* [TEXT BLOCK]
AP Photo/Don Ryan
A roomful of people work to process applications for Cover Oregon, the states' health exchange program, in Keizer, Ore., Monday, Nov. 18, 2013. Despite grand ambitions, an early start, millions of dollars from the federal government and a tech-savvy population, Oregon's online enrollment system still isn't ready more than a month after it was supposed to go live. The state has resorted to hiring or reassigning 400 people to process insurance applications by hand.
PORTLAND— With all the problems facing the rollout of President Barack Obama’s health care overhaul, nowhere is the situation worse or more surprising than in Oregon, a progressive state that has enthusiastically embraced the federal law but has so far failed to enroll a single person in coverage through the state’s insurance exchange.
Despite grand ambitions, an early start, millions of dollars from the federal government and a tech-savvy population, Oregon’s online enrollment system still isn’t ready more than a month after it was supposed to go live. The state has resorted to hiring or reassigning 400 people to process insurance applications by hand.
“We’re all surprised and frustrated that we’re in the position that we’re in now,” said Jesse O’Brien, a health care advocate at the Oregon State Public Interest Research Group, which lobbied for the exchange.
The state has received about 18,000 paper applications, at 19 pages each, and is scrambling to manually file and clear them. State officials have not been able to say when they expect the online system to launch, nor have they established a deadline to submit paper applications in order for coverage to begin Jan. 1. Meanwhile, the exchange’s board is demanding answers from the executive director about when the website will work and how his team will get people enrolled on time.
For consumers, the application process can be long and frustrating.

* [DATA SUPPLIED]
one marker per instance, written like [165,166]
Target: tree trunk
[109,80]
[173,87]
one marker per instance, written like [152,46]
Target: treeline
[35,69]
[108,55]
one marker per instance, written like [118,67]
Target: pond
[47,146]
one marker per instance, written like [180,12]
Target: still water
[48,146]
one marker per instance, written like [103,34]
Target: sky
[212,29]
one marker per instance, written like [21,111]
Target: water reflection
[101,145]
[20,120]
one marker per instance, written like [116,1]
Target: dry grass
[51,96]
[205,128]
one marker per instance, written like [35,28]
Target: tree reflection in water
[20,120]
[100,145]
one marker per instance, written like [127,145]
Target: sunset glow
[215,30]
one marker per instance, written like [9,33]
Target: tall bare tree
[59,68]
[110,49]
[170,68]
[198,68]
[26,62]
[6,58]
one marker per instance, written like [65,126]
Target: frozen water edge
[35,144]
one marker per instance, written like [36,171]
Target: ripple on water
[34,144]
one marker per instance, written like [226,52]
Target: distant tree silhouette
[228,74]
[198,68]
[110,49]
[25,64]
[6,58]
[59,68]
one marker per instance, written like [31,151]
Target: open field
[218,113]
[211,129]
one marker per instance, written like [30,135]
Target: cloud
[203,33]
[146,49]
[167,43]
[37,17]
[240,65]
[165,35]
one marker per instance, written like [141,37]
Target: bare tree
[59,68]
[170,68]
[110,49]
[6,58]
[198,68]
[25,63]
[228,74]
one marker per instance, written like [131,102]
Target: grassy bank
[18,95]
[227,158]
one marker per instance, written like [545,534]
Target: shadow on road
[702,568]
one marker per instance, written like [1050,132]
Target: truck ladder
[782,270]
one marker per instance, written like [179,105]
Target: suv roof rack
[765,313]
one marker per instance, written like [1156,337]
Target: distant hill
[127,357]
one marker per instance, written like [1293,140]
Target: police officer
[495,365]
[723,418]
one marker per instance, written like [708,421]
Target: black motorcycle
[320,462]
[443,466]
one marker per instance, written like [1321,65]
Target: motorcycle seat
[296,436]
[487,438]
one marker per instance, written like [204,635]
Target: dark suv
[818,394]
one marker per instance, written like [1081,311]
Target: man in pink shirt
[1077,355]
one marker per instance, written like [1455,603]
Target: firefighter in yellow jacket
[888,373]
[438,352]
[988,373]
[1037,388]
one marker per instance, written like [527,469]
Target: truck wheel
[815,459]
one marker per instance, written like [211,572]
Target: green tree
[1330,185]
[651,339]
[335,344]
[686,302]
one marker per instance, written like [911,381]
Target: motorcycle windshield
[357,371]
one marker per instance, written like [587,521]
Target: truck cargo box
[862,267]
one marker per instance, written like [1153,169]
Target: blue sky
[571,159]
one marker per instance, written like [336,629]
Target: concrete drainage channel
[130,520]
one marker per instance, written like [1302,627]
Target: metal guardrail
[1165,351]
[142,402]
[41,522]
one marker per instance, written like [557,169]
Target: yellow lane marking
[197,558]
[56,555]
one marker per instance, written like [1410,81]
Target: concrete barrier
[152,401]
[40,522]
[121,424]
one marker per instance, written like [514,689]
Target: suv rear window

* [TASKS]
a: In the Cover Oregon article, why has the state hired or reassigned 400 people?
b: Answer from the Cover Oregon article:
(i) In what town were people shown working to process applications?
(ii) About how many paper applications has the state received?
(iii) How many pages long is each paper application?
c: Continue the Cover Oregon article from its final sentence.

* [ANSWERS TO EACH TASK]
a: Oregon's online enrollment system still wasn't ready more than a month after it was supposed to go live. The state therefore had to process insurance applications by hand, and it hired or reassigned 400 people for that work.

b:
(i) Keizer, Oregon
(ii) About 18,000
(iii) 19 pages

c:
“I’ve been trying since the very first day of October just to try to find out the coverage I could get,” said Donna George, 43, a bookkeeper from Bend, Ore., who’s been uninsured for three years.
When the online system wouldn’t work, George submitted a paper application Oct. 7 for herself and her husband. Finally, on Nov. 12, she received an enrollment packet that tells her how much of a tax credit she’ll receive and lays out her coverage options. She’s now waiting to meet with her insurance agent to pick a plan and return the forms.
Oregon has long prided itself on being a leader in health policy. Its Medicaid system has been a testing ground for new innovations since the early 1990s. The state started laying the groundwork for an insurance exchange a year before Congress passed the health care law that called for one in every state. Gov. John Kitzhaber, a former emergency room physician, is a respected voice on health reform.
The state also has a large population of young, underemployed progressives who might provide a burgeoning market for affordable coverage. Its ultra-competitive health care market led to lower-than-expected premiums. Lawmakers from both parties have embraced the law. And the Portland area is a thriving hub of technology companies known as the Silicon Forest.
In other words, Oregon had everything going for it.
But its exchange, known as Cover Oregon, became a victim of its own lofty ambitions and the state’s stubborn refusal to dial them back until it was too late.
While exchanges in many states are telling applicants who appear to qualify for Medicaid to contact a separate agency, Oregon insists its exchange must be a “one-stop shop” for both Medicaid and private insurance. The state also wants its exchange to eventually be able to help enroll people in a wide array of public-assistance programs, not just health care.
Exchange leaders stuck with their plan even as risk consultants warned repeatedly that they were in danger of missing the Oct. 1 deadline to launch.
“We won’t know whether we made the right decisions until our system is up and running,” said Amy Fauver, chief communications officer for Cover Oregon. “But we’re going forward in the way we feel we can best serve Oregonians.”
Exchange officials say they haven’t fully launched their website because their software still can’t accurately determine whether applicants are eligible for Medicaid or the Children’s Health Insurance Program, particularly for people with complex family arrangements.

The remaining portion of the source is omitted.